*Written problem*
Please give the records below again with each "target" swapped for "object", changing nothing else. Leave the pictures out.

*Records shown*
-=-=-

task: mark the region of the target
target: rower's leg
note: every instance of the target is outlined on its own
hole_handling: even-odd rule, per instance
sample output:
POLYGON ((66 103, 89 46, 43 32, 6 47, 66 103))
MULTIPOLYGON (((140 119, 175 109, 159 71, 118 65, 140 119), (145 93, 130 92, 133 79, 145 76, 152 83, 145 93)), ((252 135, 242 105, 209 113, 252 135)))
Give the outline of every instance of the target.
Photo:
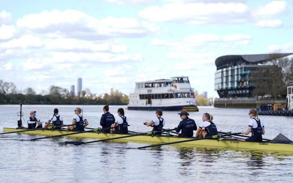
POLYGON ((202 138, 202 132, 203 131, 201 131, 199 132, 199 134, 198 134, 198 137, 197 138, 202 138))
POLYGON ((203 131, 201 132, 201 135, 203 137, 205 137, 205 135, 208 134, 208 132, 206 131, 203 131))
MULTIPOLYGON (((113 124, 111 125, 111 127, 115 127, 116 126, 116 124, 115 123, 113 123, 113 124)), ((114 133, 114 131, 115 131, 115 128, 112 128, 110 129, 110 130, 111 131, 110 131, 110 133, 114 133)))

-=-=-

*Problem solution*
task: mark the region of the object
object: rower's leg
note: every instance of the object is outlined on its own
hole_handling: even-odd rule, per instance
sample output:
POLYGON ((66 103, 89 46, 43 32, 6 47, 66 103))
MULTIPOLYGON (((140 119, 175 109, 159 71, 118 65, 140 119), (145 93, 130 92, 133 79, 145 76, 152 83, 145 93)), ((252 135, 242 105, 209 113, 252 135)))
Give the outline of every instance of the object.
Photo:
POLYGON ((202 138, 202 132, 203 131, 201 131, 199 132, 199 134, 198 134, 198 137, 197 138, 202 138))
POLYGON ((203 131, 201 132, 201 135, 203 137, 205 137, 205 135, 208 134, 208 132, 206 131, 203 131))
MULTIPOLYGON (((113 124, 111 125, 111 127, 115 127, 116 126, 116 124, 115 123, 113 123, 113 124)), ((114 133, 114 131, 115 131, 115 128, 112 128, 110 129, 110 130, 111 131, 110 131, 110 133, 114 133)))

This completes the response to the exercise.